▸ Passage given:
::::::::

- Film poster
- Directed by: Raymond Wong Herman Yau
- Screenplay by: Edmond Wong
- Based on: An Inspector Calls by J. B. Priestley
- Produced by: Raymond Wong
- Starring: Louis Koo Eric Tsang Teresa Mo Hans Zhang Gordon Lam Chrissie Chau Karena Ng Liu Yan Raymond Wong
- Cinematography: Joe Chan
- Edited by: Azrael Chung
- Music by: Mak Chun Hung
- Production companies: Pegasus Motion Pictures Guangzhou Big Honor Entertainment
- Distributed by: Pegasus Motion Pictures
- Release dates: 6 February 2015 (China); 19 February 2015 (Hong Kong);
- Running time: 86 minutes
- Country: Hong Kong
- Language: Cantonese
- Budget: US$8 million
- Box office: US$6,037,000

= An Inspector Calls (2015 Hong Kong film) =

2015 Hong Kong film by Raymond Wong and Herman Yau

An Inspector Calls (浮華宴) is a 2015 Hong Kong black comedy film directed by Raymond Wong and Herman Yau. Based on the 1945 British play by J. B. Priestley, An Inspector Calls, the film stars Louis Koo as Inspector Goole (renamed "Inspector Karl") (Pronounced Gaa2 賈 in Cantonese, which is a homophone for 假, which means fake, or false), Eric Tsang as Arthur Birling (renamed "Kau Ming"), Teresa Mo as Sybil Birling (renamed "Anson Kau"), Hans Zhang as Gerald Croft (renamed "Johnnie Kei"), Gordon Lam as Eric Birling (renamed "Tim Kau"), Chrissie Chau as Eva Smith (though the character goes by various names), Karena Ng as Sheila Birling (renamed "Sherry Kau") and Law Lan as Edna (though unnamed in the film). In adapting the play for a Chinese audience, the film incorporates wacky, slapstick elements while retaining the original's criticism of social elites.

::::::::

▸ Given records:

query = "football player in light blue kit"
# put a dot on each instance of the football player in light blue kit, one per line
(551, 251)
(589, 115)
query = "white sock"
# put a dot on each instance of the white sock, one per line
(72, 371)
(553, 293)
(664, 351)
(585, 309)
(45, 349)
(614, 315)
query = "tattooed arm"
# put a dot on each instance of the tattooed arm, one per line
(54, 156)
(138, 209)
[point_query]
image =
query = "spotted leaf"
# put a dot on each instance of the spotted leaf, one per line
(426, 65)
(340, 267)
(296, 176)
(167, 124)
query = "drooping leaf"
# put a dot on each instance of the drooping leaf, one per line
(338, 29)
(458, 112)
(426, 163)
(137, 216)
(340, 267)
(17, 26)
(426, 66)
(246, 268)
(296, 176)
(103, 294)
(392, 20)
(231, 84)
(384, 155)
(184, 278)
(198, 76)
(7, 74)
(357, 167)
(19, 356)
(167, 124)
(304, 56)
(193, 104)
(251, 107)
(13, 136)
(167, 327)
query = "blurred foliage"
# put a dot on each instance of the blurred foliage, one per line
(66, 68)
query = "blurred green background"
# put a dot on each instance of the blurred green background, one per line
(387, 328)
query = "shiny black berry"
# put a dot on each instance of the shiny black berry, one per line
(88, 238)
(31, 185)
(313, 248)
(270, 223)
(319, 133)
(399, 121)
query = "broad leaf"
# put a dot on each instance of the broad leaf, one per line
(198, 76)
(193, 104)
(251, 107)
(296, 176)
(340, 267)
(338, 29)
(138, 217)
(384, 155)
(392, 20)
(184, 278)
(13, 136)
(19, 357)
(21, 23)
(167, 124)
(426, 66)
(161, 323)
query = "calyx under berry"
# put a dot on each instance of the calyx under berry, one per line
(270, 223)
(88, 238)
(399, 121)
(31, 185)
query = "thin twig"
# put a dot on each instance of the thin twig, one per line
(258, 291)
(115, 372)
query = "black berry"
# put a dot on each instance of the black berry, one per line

::::::::

▸ What you should do: Could you return the film passage word for word, starting with "An Inspector Calls (浮華宴)" and going on through "of social elites."? The lines play no part in this.

▸ Task solution:
An Inspector Calls (浮華宴) is a 2015 Hong Kong black comedy film directed by Raymond Wong and Herman Yau. Based on the 1945 British play by J. B. Priestley, An Inspector Calls, the film stars Louis Koo as Inspector Goole (renamed "Inspector Karl") (Pronounced Gaa2 賈 in Cantonese, which is a homophone for 假, which means fake, or false), Eric Tsang as Arthur Birling (renamed "Kau Ming"), Teresa Mo as Sybil Birling (renamed "Anson Kau"), Hans Zhang as Gerald Croft (renamed "Johnnie Kei"), Gordon Lam as Eric Birling (renamed "Tim Kau"), Chrissie Chau as Eva Smith (though the character goes by various names), Karena Ng as Sheila Birling (renamed "Sherry Kau") and Law Lan as Edna (though unnamed in the film). In adapting the play for a Chinese audience, the film incorporates wacky, slapstick elements while retaining the original's criticism of social elites.